[Page text]:

════════════════

SS Victoria Park was a general cargo steamship built in 1943, the first of 24 wartime Park Ships that were built in the Pictou Shipyard in Pictou, Nova Scotia in the 1940s. Victoria Park was built by Foundation Maritime Ltd. April 27, 1943. Built as a merchant steamship constructed for Canada’s Merchant Navy. and was originally built for the government of Canada's use as a cargo vessel.

History
The S.S Victoria Park was the first steam ship built at the new Pictou shipyard. In the tradition of naming Park Ships after Canadian parks, she was named for Victoria Park in nearby Truro, Nova Scotia. The ship was launched on April 27, 1943. She made multiple crossings of the Atlantic carrying supplies to Europe during the Battle of the Atlantic.

Victoria Park also had a long postwar career changing owners and names numerous times until it was finally scrapped in Brazil in 1982.

════════════════

Dataset rows showing where objects appear

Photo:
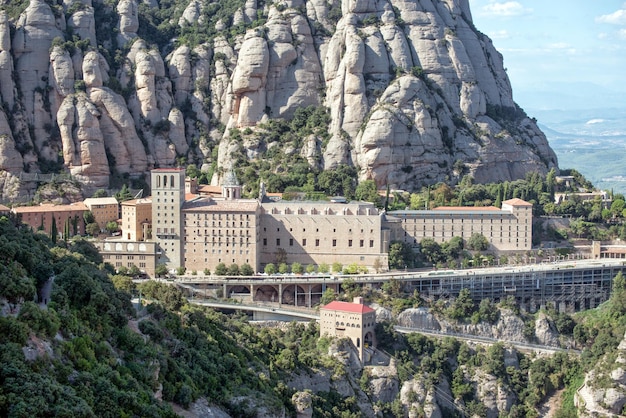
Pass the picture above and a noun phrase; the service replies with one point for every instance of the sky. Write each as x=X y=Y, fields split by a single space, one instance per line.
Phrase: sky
x=559 y=54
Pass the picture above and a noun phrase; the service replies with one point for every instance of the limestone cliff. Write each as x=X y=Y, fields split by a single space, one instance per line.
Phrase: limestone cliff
x=416 y=93
x=604 y=390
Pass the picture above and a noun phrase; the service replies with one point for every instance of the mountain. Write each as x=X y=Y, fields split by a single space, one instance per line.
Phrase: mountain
x=591 y=140
x=104 y=90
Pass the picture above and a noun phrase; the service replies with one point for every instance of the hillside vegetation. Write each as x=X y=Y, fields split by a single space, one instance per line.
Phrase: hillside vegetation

════════════════

[Stated problem 1]:
Answer these questions using the SS Victoria Park text:
(a) How many wartime Park Ships were built in the Pictou Shipyard?
(b) Which park was the ship named for, and in what town is it located?
(c) In what country and year was the ship scrapped?
[Stated problem 2]:
From the SS Victoria Park text, reproduce the passage from "SS Victoria Park" to "Brazil in 1982." word for word.

[Task answer 1]:
(a) 24
(b) Victoria Park, in Truro, Nova Scotia
(c) Brazil, in 1982

[Task answer 2]:
SS Victoria Park was a general cargo steamship built in 1943, the first of 24 wartime Park Ships that were built in the Pictou Shipyard in Pictou, Nova Scotia in the 1940s. Victoria Park was built by Foundation Maritime Ltd. April 27, 1943. Built as a merchant steamship constructed for Canada’s Merchant Navy. and was originally built for the government of Canada's use as a cargo vessel.

History
The S.S Victoria Park was the first steam ship built at the new Pictou shipyard. In the tradition of naming Park Ships after Canadian parks, she was named for Victoria Park in nearby Truro, Nova Scotia. The ship was launched on April 27, 1943. She made multiple crossings of the Atlantic carrying supplies to Europe during the Battle of the Atlantic.

Victoria Park also had a long postwar career changing owners and names numerous times until it was finally scrapped in Brazil in 1982.